Objective :: Transcribe the rows below word for word, starting at the line that contains "Exercise. Point to the damaged" and ending with the final line of the rows.

Supplied records ::
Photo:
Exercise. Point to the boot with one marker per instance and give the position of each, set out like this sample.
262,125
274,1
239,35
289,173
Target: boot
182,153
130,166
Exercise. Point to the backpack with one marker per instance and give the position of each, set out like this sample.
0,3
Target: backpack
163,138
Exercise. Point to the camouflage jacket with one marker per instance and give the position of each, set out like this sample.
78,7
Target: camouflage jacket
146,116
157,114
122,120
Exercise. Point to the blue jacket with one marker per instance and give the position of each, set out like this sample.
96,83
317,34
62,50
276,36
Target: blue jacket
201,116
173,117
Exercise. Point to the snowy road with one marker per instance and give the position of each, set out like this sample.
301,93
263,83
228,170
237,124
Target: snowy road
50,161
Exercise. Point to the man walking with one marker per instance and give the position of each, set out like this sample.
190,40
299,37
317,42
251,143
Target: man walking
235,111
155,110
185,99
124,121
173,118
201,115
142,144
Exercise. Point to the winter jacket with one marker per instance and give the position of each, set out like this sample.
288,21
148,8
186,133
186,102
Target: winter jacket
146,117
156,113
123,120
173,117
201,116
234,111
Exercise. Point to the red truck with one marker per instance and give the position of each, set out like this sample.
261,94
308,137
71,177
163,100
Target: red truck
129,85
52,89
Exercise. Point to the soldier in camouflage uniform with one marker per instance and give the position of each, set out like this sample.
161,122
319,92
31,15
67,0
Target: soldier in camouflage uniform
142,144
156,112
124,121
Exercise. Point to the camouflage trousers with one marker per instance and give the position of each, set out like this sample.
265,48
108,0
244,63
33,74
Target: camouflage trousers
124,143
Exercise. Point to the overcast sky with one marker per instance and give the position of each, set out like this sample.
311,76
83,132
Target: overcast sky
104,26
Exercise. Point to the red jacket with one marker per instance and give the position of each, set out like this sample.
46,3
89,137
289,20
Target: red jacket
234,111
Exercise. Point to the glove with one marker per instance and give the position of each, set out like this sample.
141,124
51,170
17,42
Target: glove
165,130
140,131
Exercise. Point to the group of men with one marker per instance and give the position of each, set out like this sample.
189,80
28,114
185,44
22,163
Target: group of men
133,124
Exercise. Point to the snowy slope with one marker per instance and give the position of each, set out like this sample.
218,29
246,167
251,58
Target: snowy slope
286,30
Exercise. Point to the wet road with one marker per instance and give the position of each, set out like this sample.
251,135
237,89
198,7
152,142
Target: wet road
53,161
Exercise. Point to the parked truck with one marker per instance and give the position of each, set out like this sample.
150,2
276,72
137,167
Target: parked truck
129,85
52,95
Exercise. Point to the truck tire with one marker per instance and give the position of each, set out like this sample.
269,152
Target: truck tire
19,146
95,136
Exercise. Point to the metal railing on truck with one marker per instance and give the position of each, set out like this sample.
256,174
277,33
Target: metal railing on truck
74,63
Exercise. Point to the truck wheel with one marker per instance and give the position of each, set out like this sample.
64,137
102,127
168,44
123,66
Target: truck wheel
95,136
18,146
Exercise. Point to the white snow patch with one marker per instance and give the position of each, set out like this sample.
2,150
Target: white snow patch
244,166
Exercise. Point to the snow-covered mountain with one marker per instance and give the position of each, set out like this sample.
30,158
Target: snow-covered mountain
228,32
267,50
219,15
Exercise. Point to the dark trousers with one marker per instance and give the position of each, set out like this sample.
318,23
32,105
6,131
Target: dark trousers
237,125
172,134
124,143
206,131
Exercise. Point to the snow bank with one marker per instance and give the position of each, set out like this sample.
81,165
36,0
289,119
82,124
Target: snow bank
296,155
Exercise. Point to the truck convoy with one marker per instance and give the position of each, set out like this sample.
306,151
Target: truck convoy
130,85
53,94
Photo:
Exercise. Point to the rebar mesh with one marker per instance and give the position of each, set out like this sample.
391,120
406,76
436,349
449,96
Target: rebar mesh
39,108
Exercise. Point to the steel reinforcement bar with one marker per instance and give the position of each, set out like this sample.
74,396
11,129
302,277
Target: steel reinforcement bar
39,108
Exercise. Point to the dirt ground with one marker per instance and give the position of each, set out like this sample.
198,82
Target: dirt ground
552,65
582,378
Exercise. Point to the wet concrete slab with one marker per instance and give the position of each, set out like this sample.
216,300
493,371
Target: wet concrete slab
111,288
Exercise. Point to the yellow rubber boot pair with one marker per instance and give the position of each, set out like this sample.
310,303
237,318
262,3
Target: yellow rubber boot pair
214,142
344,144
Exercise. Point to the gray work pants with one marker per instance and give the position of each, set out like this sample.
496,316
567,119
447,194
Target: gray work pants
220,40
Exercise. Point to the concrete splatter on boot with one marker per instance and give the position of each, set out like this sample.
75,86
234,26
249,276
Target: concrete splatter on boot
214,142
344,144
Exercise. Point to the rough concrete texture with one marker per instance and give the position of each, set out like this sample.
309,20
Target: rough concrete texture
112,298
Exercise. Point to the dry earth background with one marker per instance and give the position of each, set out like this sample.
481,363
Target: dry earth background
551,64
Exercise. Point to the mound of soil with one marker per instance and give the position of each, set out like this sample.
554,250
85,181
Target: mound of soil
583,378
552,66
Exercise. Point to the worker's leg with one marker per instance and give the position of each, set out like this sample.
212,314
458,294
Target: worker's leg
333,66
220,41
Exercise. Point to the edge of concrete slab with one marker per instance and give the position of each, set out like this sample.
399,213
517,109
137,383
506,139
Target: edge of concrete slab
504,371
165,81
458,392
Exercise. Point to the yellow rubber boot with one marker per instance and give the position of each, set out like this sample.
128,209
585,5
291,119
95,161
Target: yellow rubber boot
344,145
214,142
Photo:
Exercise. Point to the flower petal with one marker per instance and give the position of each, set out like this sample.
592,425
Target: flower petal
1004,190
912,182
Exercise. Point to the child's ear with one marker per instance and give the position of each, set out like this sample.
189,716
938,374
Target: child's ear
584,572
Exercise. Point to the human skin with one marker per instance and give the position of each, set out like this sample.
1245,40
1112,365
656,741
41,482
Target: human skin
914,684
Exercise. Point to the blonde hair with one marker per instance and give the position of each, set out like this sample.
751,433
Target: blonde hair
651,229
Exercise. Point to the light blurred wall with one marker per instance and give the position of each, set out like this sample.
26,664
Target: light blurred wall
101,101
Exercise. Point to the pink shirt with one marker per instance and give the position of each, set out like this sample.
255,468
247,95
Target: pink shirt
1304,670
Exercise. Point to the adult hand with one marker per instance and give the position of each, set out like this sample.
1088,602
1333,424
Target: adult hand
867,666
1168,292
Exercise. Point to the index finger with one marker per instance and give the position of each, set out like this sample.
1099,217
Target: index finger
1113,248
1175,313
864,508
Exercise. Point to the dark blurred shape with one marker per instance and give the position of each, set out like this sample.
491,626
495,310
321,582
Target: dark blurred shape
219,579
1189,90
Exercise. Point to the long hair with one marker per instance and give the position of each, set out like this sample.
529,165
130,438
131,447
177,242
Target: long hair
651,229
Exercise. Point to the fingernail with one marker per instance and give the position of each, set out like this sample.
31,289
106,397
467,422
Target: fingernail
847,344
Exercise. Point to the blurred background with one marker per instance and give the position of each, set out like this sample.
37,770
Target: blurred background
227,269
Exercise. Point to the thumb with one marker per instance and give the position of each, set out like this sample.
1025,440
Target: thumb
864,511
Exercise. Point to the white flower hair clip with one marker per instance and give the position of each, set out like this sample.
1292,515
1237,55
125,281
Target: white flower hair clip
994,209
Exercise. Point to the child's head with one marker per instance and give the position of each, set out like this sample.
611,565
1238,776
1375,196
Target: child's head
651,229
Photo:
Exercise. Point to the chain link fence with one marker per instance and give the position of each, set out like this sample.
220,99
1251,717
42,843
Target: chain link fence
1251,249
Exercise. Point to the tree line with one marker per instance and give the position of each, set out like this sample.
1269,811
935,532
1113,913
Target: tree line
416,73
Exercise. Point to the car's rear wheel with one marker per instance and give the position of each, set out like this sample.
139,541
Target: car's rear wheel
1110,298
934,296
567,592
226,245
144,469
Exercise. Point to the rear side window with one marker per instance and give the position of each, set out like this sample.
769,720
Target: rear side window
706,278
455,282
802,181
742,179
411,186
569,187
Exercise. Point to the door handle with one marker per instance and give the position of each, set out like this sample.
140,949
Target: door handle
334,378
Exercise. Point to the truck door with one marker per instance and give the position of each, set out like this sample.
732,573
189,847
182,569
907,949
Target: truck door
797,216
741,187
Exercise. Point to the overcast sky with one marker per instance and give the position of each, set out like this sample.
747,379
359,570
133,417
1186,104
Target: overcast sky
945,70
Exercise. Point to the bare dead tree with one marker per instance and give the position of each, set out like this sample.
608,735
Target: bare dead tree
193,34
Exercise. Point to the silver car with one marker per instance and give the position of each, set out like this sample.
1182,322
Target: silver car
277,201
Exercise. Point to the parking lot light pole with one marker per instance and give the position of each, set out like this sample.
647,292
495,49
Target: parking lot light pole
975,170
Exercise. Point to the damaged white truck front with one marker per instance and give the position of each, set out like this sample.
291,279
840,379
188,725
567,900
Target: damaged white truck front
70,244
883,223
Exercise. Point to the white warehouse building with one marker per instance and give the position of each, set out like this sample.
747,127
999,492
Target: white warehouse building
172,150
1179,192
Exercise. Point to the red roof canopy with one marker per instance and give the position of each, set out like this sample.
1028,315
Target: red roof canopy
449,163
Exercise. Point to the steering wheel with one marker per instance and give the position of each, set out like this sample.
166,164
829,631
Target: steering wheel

Output for this task ::
Exercise. Point to the damaged white truck front with one marker per instance and give the position of each, set out like this sample.
291,279
840,379
188,725
567,900
Target: damaged white truck front
70,244
883,223
Exercise. Point to the white warehouse building with one marker per instance and give the position of each, set out like this sample.
747,127
999,492
Target: white warehouse building
172,150
1179,192
Exercise. Point to the red roof canopy with one marker per instance and give the position of each, set out like this sample.
1028,315
Target: red roof canopy
449,163
Exercise. Point to the steering wheel with one marker per instance and give the position of each, set out like this sample.
166,164
829,631
Target: steering wheel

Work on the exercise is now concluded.